[EXERCISE INSTRUCTIONS]: Format the listing below as a numbered list, one number per line, with any blank lines dropped.

———

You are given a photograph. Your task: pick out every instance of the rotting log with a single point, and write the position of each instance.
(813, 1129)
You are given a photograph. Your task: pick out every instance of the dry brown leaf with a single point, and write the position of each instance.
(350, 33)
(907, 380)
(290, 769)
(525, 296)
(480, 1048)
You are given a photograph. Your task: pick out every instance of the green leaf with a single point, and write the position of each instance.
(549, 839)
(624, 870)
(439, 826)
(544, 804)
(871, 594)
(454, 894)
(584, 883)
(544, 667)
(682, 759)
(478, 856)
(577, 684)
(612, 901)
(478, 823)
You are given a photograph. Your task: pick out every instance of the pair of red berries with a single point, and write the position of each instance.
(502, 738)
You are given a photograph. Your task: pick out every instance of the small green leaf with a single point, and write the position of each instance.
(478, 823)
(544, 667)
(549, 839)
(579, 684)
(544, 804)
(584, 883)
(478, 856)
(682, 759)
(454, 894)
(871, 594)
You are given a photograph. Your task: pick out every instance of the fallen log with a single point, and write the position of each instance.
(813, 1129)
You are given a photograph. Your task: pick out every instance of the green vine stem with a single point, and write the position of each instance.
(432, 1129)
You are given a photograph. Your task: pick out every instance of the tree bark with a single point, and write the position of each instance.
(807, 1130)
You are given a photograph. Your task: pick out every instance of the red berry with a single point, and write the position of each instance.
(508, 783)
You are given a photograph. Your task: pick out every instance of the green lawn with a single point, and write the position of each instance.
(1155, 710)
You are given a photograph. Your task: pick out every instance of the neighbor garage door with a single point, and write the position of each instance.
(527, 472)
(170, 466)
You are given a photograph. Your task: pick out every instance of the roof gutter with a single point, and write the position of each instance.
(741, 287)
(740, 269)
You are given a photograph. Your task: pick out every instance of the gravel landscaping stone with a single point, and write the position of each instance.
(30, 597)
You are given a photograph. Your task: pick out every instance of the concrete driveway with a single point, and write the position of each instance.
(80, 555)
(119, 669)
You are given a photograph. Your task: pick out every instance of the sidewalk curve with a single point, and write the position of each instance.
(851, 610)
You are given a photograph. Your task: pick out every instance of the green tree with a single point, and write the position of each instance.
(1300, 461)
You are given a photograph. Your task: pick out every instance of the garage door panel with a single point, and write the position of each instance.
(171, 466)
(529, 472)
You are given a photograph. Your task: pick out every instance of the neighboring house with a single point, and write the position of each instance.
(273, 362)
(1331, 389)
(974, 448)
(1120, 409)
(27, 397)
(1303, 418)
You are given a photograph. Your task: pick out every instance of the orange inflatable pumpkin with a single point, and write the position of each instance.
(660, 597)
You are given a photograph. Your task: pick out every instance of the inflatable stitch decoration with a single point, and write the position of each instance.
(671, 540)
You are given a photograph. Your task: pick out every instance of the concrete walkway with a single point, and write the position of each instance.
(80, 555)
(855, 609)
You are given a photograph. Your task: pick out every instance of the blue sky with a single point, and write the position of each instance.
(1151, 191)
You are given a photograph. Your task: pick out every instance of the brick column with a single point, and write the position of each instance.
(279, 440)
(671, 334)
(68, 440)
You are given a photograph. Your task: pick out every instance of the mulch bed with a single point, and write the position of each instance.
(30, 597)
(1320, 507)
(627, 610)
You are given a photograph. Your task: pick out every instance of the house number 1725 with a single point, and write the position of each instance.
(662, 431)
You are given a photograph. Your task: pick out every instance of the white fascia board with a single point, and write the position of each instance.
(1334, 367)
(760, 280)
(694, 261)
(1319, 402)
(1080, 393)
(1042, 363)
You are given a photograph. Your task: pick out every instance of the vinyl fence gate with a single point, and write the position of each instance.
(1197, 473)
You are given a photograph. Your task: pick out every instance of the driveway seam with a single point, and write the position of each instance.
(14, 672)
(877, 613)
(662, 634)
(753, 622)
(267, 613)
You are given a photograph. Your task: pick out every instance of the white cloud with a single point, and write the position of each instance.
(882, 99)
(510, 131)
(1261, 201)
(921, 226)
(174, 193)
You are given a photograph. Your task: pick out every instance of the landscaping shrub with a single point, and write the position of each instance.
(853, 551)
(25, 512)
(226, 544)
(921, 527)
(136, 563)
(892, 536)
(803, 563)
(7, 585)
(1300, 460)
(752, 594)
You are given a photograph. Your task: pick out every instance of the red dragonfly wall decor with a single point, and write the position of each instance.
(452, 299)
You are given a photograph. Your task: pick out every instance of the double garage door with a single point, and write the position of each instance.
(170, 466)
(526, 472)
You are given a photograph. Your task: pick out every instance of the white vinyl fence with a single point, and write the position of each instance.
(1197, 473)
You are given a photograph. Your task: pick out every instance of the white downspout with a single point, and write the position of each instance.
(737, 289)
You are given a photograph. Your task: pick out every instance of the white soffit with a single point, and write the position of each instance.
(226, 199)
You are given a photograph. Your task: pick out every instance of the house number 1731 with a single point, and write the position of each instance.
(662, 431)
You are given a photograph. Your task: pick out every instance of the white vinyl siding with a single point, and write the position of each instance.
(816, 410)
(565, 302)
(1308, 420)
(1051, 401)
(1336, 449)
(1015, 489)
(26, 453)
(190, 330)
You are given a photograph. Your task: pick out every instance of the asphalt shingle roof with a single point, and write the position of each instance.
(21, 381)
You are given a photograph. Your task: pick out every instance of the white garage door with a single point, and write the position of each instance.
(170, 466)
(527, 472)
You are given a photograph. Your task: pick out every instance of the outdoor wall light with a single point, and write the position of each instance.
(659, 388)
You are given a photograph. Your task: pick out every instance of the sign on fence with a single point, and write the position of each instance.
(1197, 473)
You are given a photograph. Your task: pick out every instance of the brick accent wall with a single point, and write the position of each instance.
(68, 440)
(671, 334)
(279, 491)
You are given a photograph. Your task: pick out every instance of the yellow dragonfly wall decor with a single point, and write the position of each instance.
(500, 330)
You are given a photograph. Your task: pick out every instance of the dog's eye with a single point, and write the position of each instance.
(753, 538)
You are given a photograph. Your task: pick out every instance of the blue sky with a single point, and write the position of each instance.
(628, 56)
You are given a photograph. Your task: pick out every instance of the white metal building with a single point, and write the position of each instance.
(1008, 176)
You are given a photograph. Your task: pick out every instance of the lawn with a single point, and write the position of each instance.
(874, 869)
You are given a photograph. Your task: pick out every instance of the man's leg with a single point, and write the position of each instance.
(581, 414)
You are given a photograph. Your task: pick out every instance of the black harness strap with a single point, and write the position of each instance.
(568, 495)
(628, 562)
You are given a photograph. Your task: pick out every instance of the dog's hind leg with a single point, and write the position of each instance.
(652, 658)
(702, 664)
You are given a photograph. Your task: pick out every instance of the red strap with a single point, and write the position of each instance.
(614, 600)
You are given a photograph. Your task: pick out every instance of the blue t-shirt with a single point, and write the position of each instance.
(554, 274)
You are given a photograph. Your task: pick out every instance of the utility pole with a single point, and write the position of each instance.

———

[EXERCISE RESULT]:
1. You are given a photograph. Your task: pick out every instance of the rotting log with a single point, and write the position of each instance.
2. (813, 1129)
3. You are given a photograph. Your task: pick out every instance of the dry brown leaf with a single point, and write the position of each instance.
4. (350, 33)
5. (907, 380)
6. (290, 769)
7. (525, 296)
8. (480, 1048)
9. You are given a photograph. Your task: pick out every instance of the green leaf with a single point, and write the position of each instance.
10. (549, 839)
11. (624, 870)
12. (439, 826)
13. (544, 804)
14. (871, 594)
15. (454, 894)
16. (584, 883)
17. (544, 667)
18. (682, 759)
19. (478, 856)
20. (577, 684)
21. (612, 901)
22. (478, 823)
23. You are given a photograph. Your task: pick out every instance of the pair of red berries with a single point, and write the position of each instance.
24. (502, 738)
25. You are given a photograph. Your task: pick out every instance of the small green leaf with a single point, and write the position of each instance.
26. (478, 823)
27. (544, 667)
28. (549, 839)
29. (579, 684)
30. (544, 804)
31. (584, 883)
32. (478, 856)
33. (682, 759)
34. (454, 894)
35. (871, 594)
36. You are given a photograph. Your task: pick out every instance of the fallen log with a single point, and write the position of each instance.
37. (813, 1129)
38. You are given a photograph. Your task: pick out every instance of the green vine stem with a single point, and write the position of each instance.
39. (432, 1129)
40. You are given a photograph. Your task: pick out every instance of the tree bark with a single point, and write the position of each instance.
41. (807, 1130)
42. You are given a photograph. Your task: pick out every instance of the red berry with a single point, and write the position of each instance.
43. (508, 783)
44. You are given a photograph. Your task: pick out every instance of the green lawn with a single point, and write the position of each instance.
45. (1155, 710)
46. You are given a photograph. Your task: pick out every instance of the neighbor garage door with a single point, and write the position of each instance.
47. (527, 472)
48. (170, 466)
49. You are given a photograph. Your task: pick out every instance of the roof gutter with a single point, and write the position of each instance.
50. (741, 287)
51. (740, 269)
52. You are given a photograph. Your task: pick out every instance of the gravel landscaping stone with a single point, and write the position of each instance.
53. (30, 597)
54. You are given a photograph. Your task: pick out every instance of the concrete driveway with a single point, and write the position of each instance.
55. (80, 555)
56. (119, 669)
57. You are given a photograph. Your task: pick out every instance of the sidewalk curve with a single point, and write the position of each instance.
58. (851, 610)
59. You are given a photograph. Your task: pick out every instance of the green tree with a single point, and write the position of each instance.
60. (1300, 461)
61. You are given a photograph. Your task: pick out every instance of the garage door panel with a single point, and write the position of each instance.
62. (171, 466)
63. (529, 472)
64. You are given a photograph. Your task: pick out every instance of the neighboring house with a single point, and write the position of each instance.
65. (273, 362)
66. (1331, 389)
67. (974, 448)
68. (1120, 409)
69. (27, 397)
70. (1303, 418)
71. You are given a photograph. Your task: pick out every instance of the orange inflatable pumpkin with a single point, and write the position of each instance.
72. (660, 597)
73. You are given a photograph. Your task: pick out every instance of the inflatable stitch decoration with a single point, and write the position of each instance.
74. (671, 540)
75. You are given a photograph. Your task: pick out every instance of the concrete walkway with a single point, and write the position of each instance.
76. (80, 555)
77. (855, 609)
78. You are given a photograph. Your task: pick out every instance of the blue sky with a single point, and write the position of each instance.
79. (1151, 191)
80. You are given a photograph. Your task: pick out every instance of the brick column with a single point, and write the position of each instance.
81. (279, 440)
82. (671, 334)
83. (68, 440)
84. You are given a photograph. Your task: pick out every instance of the mulch bed with a single point, and write the position of each instance.
85. (30, 597)
86. (1320, 507)
87. (627, 610)
88. You are given a photograph. Your task: pick out every instance of the house number 1725 with a single point, and write the position of each instance.
89. (662, 431)
90. You are given a photograph. Your task: pick out every instance of the white fascia board with a single point, and write the position of each instance.
91. (1334, 367)
92. (760, 280)
93. (694, 261)
94. (1319, 402)
95. (1080, 393)
96. (1042, 363)
97. You are given a photograph. Your task: pick out every instance of the vinyl fence gate with a single point, and write the position of each instance.
98. (1197, 473)
99. You are given a photograph. Your task: pick out every instance of the driveway seam with a single point, and write the position of each instance.
100. (14, 672)
101. (877, 613)
102. (662, 634)
103. (753, 622)
104. (267, 613)
105. You are given a photograph. Your task: pick out every instance of the white cloud with a single point, and write the position of each instance.
106. (882, 99)
107. (510, 131)
108. (1261, 201)
109. (921, 226)
110. (174, 193)
111. You are given a photograph. Your task: pick out every instance of the landscaping shrub with a single point, and write the position of each instance.
112. (853, 551)
113. (25, 512)
114. (226, 544)
115. (921, 527)
116. (136, 563)
117. (892, 536)
118. (803, 563)
119. (7, 585)
120. (1300, 460)
121. (752, 594)
122. You are given a photograph. Your task: pick out every instance of the red dragonfly wall decor with a single point, and write the position of each instance.
123. (452, 299)
124. You are given a photograph. Your task: pick out every instance of the double garage door with a single point, and write the position of each instance.
125. (170, 466)
126. (526, 472)
127. You are given a photograph. Your task: pick out every instance of the white vinyl fence with a single point, and write the position of each instance.
128. (1197, 473)
129. You are given a photograph. Your task: pick out every instance of the white downspout with a single point, and write the position of each instance.
130. (737, 289)
131. You are given a photograph. Your task: pick out every instance of the white soffit with a single point, and write the position of each instance.
132. (226, 199)
133. You are given a photograph. Your task: pick out every instance of the house number 1731 with a single point, and write the position of each instance.
134. (662, 431)
135. You are given a photograph. Your task: pick out every instance of the white vinyl siding with a single point, and write the position of each instance.
136. (816, 410)
137. (565, 302)
138. (1308, 420)
139. (1051, 401)
140. (1336, 449)
141. (1015, 489)
142. (26, 453)
143. (190, 330)
144. You are given a photograph. Your task: pick out every instance of the asphalt shingle roof with a single point, and write the position of each instance.
145. (21, 381)
146. You are given a photograph. Your task: pick out every instance of the white garage door with a single point, and write the position of each instance.
147. (170, 466)
148. (527, 472)
149. You are given a photograph. Your task: pick out every instance of the outdoor wall light with a single point, and write the position of each instance.
150. (659, 388)
151. You are given a photograph. Your task: pick out every instance of the sign on fence with a single point, and write the position of each instance.
152. (1197, 473)
153. You are given a photograph. Your task: pick out every instance of the brick accent wall with a single point, and write the position of each instance.
154. (68, 440)
155. (671, 334)
156. (279, 491)
157. You are given a photograph. Your task: pick out every instance of the yellow dragonfly wall decor with a single point, and write the position of each instance.
158. (500, 330)
159. You are given a photograph. Your task: pick out every instance of the dog's eye with a single point, and write the position of each instance.
160. (753, 538)
161. You are given a photograph. Your task: pick out every instance of the blue sky with a single point, and write the position of each instance.
162. (628, 56)
163. You are given a photograph. Your task: pick out every instance of the white metal building with a single point, and write the position of each instance.
164. (1008, 176)
165. You are given a photograph. Your task: pick out every instance of the lawn with a single point, and write the position of each instance.
166. (874, 869)
167. You are given a photograph. Your task: pick out every instance of the man's leg with a single point, and write the position of each instance.
168. (581, 414)
169. You are given a photograph. Your task: pick out every instance of the black harness strap with a single point, and write the position of each instance.
170. (568, 495)
171. (628, 562)
172. You are given a photograph. Your task: pick out every instance of the dog's hind leg with a single point, and write the position of each instance.
173. (652, 658)
174. (702, 664)
175. You are given a photograph. Your task: pick out every instance of the red strap with a single point, and write the position of each instance.
176. (614, 600)
177. You are given a photograph. Your task: pick out every instance of the blue t-shirt with a single point, and write the position of each instance.
178. (554, 274)
179. You are given a photograph. Your task: pick out every instance of the utility pole with a single point, and write the position of each instance.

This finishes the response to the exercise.